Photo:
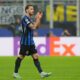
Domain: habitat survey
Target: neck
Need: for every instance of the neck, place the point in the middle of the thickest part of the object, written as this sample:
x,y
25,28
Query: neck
x,y
28,15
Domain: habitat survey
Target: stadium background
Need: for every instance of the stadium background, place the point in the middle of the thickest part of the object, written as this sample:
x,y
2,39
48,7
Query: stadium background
x,y
60,19
57,39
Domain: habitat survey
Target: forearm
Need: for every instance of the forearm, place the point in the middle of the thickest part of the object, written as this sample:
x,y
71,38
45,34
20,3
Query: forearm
x,y
37,23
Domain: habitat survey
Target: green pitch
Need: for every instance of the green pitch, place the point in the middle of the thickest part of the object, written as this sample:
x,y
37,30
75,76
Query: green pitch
x,y
62,68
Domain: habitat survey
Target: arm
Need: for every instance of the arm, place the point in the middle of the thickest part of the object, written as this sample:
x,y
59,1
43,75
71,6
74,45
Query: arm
x,y
37,22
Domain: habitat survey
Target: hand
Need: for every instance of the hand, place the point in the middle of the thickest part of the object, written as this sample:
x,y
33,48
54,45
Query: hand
x,y
39,15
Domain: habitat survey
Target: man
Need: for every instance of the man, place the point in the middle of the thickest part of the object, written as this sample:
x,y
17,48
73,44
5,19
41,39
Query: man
x,y
27,46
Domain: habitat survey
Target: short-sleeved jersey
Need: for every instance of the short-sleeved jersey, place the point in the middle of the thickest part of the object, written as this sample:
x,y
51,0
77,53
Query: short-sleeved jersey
x,y
27,32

^^^^^^^^^^^^^^^^

What is needed: Leave every picture out, and transcribe the data above exactly as it reads.

Expected answer:
Photo:
Domain: habitat survey
Target: neck
Need: for every instance of the neck, place the point in the middle of the thickest part of the object, written as this sample:
x,y
25,28
Query: neck
x,y
28,15
Domain: habitat survey
Target: stadium background
Need: for every instance of the stadium background, place the point in the middle of the thickest part of the object, written as this sample:
x,y
2,39
48,7
Query: stadium background
x,y
60,19
57,39
Domain: habitat survey
Target: forearm
Need: for every instance of the forearm, place the point in the middle of the thickest part of the object, written as this sample:
x,y
71,38
45,34
20,3
Query: forearm
x,y
37,23
Domain: habitat survey
Target: green pitch
Need: for every instance of the green pitch, place the point in the middle of the thickest part of the object, written as this sample:
x,y
37,30
75,76
Query: green pitch
x,y
62,68
Domain: habitat survey
Target: arm
Need: for every instance of the arm, place the point in the middle of the thickest part of the object, written as this sample:
x,y
59,1
43,75
71,6
74,45
Query: arm
x,y
37,22
Domain: habitat survey
Target: hand
Need: for every instance of the hand, place the point in the middle of the thickest part of the object, written as this sample:
x,y
33,48
54,45
Query: hand
x,y
39,15
Domain: habitat survey
Target: man
Need: for every instance of the man, place the point in the middle of the thickest part of the object, written as this sample:
x,y
17,48
73,44
5,19
41,39
Query: man
x,y
27,46
Domain: habitat survey
Target: short-sleeved jersey
Need: for every instance of the short-sleeved jersey, place the point in the middle of the thickest part of the object, written as this sample:
x,y
51,0
77,53
Query: short-sleeved jersey
x,y
27,32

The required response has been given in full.